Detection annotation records
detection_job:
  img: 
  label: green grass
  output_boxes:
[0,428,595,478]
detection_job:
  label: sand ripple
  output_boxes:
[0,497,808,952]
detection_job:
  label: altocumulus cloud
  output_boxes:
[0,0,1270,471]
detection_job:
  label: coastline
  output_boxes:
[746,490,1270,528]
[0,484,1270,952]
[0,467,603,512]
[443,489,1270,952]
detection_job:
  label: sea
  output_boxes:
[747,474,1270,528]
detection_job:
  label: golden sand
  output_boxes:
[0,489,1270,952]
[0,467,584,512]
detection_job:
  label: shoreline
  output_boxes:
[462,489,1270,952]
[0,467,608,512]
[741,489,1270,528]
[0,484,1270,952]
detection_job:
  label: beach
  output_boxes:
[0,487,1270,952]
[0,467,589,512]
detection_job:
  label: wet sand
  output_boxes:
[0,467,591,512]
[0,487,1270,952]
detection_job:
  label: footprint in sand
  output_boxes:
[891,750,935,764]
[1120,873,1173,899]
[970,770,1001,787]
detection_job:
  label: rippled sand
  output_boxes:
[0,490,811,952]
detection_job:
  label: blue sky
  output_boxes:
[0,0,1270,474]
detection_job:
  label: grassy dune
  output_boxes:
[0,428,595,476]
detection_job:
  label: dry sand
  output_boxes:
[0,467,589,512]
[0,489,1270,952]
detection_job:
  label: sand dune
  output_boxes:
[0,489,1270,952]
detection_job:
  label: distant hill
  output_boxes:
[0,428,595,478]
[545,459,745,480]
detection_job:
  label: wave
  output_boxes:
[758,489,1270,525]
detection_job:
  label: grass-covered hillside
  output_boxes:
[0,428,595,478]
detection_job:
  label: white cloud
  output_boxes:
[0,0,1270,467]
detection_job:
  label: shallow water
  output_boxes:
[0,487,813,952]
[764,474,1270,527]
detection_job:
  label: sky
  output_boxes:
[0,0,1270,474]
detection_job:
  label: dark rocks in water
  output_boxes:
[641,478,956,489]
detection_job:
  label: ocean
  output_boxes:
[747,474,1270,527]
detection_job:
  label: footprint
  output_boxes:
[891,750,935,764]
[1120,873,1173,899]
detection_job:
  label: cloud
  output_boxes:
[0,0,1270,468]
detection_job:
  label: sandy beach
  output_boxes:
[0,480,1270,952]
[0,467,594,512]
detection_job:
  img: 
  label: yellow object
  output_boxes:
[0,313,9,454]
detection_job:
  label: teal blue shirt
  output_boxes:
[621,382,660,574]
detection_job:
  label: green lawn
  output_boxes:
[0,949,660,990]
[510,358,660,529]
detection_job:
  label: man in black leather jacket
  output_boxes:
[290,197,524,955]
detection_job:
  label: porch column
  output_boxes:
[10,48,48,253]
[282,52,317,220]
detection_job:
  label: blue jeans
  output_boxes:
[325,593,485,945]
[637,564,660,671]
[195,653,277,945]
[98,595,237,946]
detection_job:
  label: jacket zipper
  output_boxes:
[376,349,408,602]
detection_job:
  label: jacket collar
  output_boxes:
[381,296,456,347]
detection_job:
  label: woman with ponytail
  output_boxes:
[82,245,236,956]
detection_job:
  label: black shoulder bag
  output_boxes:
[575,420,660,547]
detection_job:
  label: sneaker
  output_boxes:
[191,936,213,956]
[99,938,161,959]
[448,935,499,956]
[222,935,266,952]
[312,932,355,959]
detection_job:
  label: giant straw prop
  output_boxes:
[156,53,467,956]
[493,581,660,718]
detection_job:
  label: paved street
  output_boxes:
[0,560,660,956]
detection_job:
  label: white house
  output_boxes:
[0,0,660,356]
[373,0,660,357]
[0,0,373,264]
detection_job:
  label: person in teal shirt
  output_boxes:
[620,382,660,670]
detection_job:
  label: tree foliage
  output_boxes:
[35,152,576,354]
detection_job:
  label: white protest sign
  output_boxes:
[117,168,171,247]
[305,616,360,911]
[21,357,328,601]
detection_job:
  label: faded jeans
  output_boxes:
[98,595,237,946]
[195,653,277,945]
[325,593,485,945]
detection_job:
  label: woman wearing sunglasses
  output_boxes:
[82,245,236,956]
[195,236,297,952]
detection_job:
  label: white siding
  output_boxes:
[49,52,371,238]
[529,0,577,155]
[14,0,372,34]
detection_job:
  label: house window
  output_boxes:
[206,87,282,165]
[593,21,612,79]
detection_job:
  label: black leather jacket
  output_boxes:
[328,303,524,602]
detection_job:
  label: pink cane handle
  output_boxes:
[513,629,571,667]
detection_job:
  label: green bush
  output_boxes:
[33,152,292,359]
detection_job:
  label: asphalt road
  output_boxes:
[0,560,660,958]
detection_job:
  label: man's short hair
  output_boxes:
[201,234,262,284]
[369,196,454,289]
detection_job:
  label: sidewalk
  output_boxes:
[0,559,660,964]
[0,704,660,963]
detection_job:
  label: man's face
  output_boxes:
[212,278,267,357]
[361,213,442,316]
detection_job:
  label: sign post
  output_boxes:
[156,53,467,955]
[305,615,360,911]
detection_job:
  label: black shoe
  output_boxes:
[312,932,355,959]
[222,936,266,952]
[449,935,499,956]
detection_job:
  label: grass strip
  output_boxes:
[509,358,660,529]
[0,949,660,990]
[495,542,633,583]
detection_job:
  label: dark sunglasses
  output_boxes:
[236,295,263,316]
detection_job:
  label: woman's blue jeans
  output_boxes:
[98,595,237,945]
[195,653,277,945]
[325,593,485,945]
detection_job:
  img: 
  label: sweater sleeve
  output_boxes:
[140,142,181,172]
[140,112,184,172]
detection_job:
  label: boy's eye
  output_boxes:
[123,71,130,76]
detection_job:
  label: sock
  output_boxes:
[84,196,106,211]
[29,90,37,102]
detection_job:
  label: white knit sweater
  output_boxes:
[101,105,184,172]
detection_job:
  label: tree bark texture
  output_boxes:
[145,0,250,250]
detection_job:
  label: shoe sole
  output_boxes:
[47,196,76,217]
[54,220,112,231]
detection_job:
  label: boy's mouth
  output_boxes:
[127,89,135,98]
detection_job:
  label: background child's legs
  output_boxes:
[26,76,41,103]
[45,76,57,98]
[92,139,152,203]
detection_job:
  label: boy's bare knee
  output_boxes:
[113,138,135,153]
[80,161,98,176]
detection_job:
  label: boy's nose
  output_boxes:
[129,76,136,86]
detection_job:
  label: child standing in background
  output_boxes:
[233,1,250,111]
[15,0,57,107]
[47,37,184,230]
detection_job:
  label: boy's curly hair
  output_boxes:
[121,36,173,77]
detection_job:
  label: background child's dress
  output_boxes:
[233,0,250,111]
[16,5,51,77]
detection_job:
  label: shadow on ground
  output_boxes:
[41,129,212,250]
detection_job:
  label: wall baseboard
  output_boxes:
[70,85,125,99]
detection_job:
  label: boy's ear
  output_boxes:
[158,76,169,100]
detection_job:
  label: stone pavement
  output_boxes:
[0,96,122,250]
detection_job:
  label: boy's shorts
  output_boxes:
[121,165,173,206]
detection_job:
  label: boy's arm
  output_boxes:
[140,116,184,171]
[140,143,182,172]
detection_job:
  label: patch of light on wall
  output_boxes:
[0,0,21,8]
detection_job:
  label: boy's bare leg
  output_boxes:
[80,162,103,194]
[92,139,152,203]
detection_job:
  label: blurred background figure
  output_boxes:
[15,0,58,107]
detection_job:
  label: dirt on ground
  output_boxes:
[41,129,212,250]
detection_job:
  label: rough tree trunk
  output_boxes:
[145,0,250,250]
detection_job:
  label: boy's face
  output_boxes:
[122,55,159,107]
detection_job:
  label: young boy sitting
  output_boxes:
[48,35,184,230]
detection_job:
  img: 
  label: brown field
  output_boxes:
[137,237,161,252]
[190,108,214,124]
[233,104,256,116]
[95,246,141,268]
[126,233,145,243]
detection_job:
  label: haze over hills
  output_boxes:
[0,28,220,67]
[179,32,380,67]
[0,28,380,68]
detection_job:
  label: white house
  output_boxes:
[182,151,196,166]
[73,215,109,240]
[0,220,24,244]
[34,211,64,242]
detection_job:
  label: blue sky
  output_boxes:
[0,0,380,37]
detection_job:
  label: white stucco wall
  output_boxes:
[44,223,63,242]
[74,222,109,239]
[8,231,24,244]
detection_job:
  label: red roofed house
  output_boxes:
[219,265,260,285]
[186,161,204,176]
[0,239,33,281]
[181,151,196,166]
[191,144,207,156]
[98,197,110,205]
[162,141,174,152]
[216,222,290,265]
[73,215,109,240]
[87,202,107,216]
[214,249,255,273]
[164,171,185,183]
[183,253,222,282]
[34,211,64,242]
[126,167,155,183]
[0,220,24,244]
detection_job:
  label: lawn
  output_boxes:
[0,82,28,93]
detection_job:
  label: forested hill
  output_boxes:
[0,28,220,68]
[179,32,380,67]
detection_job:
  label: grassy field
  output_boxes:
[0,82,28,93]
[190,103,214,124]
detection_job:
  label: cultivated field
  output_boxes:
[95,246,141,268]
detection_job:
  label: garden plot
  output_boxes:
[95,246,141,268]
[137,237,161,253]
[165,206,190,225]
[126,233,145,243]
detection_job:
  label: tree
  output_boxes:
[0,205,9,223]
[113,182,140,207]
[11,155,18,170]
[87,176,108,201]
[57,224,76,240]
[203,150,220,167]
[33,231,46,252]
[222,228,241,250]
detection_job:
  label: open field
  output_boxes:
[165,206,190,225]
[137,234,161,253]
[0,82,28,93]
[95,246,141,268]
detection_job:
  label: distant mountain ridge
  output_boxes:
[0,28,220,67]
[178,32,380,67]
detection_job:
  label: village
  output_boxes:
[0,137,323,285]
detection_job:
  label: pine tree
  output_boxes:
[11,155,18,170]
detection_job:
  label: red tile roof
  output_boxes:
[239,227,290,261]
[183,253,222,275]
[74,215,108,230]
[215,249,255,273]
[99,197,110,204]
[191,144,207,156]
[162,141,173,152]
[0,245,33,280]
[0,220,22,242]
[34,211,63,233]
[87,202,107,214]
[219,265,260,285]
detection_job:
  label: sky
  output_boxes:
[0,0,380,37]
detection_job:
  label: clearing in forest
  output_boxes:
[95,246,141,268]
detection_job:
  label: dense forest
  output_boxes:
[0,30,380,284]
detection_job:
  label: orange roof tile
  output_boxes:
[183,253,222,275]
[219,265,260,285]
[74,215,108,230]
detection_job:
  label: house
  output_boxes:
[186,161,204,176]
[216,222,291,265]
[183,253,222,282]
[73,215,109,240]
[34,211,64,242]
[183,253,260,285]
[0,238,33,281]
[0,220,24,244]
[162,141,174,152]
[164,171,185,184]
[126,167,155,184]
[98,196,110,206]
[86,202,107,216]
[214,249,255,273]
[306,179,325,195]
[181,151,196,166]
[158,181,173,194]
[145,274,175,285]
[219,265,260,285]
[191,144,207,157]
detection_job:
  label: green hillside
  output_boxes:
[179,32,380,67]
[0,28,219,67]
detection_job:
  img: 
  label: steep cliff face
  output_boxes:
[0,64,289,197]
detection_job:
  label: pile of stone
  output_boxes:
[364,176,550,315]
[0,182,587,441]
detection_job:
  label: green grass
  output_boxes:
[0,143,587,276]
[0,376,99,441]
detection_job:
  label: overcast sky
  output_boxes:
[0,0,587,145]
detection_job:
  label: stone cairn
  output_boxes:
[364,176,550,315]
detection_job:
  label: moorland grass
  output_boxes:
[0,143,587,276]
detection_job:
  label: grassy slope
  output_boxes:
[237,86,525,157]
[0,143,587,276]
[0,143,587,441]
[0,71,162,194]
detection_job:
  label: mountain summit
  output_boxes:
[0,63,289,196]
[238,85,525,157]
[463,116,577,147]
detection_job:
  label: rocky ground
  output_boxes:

Request:
How many lines of the material contain the string "blue"? Give only the number.

Reply to the exercise:
5